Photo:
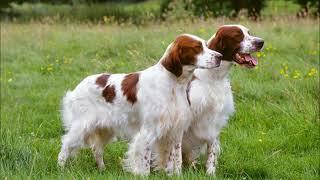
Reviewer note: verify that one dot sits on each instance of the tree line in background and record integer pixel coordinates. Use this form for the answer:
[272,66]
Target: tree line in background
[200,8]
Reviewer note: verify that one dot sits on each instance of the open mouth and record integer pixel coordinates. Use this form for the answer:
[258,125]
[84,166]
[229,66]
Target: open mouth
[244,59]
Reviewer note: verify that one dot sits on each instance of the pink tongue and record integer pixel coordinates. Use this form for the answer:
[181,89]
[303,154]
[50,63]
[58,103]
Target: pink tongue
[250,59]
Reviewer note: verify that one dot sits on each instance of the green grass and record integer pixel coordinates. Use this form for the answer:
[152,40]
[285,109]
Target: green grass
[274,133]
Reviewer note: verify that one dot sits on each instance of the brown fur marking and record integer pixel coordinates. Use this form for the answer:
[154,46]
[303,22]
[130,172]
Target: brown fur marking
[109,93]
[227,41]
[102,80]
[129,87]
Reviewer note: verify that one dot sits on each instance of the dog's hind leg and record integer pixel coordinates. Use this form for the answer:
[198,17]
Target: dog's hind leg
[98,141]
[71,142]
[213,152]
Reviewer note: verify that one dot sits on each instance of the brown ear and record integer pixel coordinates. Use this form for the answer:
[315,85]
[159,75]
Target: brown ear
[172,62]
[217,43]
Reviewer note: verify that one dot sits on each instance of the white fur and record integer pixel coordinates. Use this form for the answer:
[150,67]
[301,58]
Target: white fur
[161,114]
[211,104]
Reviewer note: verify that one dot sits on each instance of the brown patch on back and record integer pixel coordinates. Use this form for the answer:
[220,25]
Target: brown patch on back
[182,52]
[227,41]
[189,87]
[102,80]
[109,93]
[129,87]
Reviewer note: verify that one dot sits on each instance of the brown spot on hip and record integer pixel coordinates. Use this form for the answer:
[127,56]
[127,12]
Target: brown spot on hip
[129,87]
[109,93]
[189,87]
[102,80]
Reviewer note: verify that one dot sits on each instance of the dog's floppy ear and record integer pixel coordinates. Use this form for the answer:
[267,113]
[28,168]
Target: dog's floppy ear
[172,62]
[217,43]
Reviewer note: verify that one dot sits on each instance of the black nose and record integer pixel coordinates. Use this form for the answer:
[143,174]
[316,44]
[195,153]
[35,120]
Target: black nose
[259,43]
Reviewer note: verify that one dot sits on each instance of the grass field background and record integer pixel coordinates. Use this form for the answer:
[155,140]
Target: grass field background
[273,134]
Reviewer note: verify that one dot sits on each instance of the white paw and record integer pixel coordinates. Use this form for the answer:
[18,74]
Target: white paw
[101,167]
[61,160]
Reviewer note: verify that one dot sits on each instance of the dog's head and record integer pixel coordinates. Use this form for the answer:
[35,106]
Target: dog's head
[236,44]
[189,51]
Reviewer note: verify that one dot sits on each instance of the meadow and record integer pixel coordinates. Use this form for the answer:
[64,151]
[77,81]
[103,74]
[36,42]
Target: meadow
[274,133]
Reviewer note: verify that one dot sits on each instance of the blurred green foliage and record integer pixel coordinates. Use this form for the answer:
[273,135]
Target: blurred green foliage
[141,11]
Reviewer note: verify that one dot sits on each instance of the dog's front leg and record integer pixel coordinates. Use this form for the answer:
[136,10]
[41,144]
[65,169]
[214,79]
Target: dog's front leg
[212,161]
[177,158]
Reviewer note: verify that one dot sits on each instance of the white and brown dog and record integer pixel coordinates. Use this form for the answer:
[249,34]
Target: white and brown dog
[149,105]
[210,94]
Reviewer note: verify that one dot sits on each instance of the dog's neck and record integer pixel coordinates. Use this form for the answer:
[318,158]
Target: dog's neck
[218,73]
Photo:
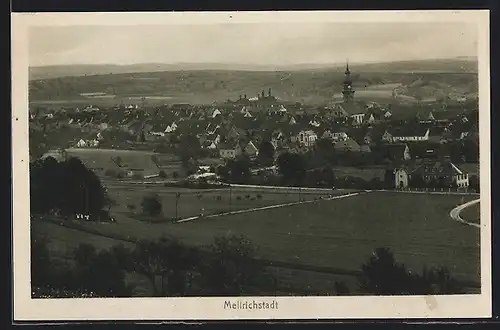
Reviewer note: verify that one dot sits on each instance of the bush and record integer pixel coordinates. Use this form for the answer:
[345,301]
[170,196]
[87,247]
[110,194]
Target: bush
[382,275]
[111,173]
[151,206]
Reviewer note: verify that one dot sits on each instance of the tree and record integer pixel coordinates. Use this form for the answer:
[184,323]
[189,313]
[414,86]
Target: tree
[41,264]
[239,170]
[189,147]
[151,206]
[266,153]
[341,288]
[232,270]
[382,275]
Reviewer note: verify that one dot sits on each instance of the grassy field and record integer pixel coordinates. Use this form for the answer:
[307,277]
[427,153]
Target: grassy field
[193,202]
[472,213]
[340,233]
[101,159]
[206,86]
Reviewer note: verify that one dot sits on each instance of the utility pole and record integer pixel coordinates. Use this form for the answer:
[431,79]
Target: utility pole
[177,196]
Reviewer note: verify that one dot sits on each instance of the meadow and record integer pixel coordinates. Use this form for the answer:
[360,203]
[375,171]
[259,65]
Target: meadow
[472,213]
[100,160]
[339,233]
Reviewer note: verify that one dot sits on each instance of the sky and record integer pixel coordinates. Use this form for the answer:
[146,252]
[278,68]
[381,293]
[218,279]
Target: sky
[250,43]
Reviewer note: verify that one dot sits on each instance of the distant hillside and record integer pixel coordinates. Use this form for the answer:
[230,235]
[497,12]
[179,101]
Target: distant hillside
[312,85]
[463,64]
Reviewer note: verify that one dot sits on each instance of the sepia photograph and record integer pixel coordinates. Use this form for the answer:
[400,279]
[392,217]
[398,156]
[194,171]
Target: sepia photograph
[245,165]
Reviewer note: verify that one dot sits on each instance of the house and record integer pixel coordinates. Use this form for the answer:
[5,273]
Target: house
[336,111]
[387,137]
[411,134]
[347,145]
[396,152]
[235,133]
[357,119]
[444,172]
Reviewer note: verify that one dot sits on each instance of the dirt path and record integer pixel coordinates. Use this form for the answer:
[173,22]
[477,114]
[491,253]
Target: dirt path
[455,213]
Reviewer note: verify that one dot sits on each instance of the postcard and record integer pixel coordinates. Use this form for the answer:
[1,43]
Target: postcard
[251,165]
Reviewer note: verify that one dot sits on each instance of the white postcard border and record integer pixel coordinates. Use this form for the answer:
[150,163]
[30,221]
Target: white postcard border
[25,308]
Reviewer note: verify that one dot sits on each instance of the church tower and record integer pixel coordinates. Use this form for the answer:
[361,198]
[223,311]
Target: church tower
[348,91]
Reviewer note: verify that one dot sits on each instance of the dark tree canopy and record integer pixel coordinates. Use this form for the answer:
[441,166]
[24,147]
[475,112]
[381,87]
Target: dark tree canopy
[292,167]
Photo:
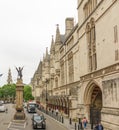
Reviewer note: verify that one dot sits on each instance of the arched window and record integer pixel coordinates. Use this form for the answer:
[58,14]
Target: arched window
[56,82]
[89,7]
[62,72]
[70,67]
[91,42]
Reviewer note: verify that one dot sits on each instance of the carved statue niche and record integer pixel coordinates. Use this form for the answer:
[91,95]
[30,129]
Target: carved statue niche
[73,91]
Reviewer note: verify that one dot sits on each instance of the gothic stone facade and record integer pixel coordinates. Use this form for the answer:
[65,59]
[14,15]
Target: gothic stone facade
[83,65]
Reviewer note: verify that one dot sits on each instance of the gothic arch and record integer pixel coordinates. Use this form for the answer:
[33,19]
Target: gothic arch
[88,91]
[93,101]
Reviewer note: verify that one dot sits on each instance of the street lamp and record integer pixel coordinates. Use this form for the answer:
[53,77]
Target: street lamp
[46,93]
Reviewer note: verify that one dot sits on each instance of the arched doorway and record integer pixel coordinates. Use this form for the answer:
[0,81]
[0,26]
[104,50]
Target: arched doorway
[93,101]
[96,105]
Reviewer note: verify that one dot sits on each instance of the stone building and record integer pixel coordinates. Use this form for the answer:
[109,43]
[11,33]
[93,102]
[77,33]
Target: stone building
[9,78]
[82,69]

###

• **Aim of the task**: Beginning with the line containing "of the dark" and ending with the last line of the material, output each line exactly; do not include pictures.

• **Worked answer**:
Reviewer note: verify that one dot sits on each instance of the dark tree canopy and record integer pixel coordinates. Use this form for the answer:
[441,166]
[24,147]
[475,112]
[381,87]
Target: dark tree canopy
[292,167]
Photo:
Reviewer note: verify that one dot sits on each instance of the arched window and record integer pixel coordinates. Use this form for the answer:
[58,14]
Target: arched window
[56,82]
[89,7]
[62,72]
[70,67]
[91,42]
Reviewer note: verify that one dot sits on each instance of the carved statue niche and record integer pixel coordinates. Use this form for the answer:
[91,95]
[30,129]
Target: carved statue niche
[73,91]
Reviewer note: verify that one dot sits on each instance of the gothic stone facade and record integer pixel coordinates. Use this form for the answer:
[65,59]
[14,15]
Target: gothic stone facade
[83,65]
Reviewer note: verify that one dot sits on each instance of the gothic arch and record integer pixel coordinates. Use this form for the answer:
[33,19]
Target: gothic arch
[88,91]
[93,101]
Reviewer note: verify that one dot sits on each instance of the street lamp and record integer pixel coordinates. Use this form for the answer:
[53,77]
Target: street lamp
[46,93]
Reviewer note: verify that one dot sits on each instance of the arched doorway and record integer pixel coordinates. Use this form for the answer:
[0,81]
[0,26]
[104,50]
Target: arched doorway
[93,101]
[96,105]
Reviewer note: verify that one dot sits on each instance of the stone building and record integer pixel coordinates. Use this form for the answer:
[109,43]
[11,33]
[93,102]
[77,33]
Target: stone building
[9,78]
[82,69]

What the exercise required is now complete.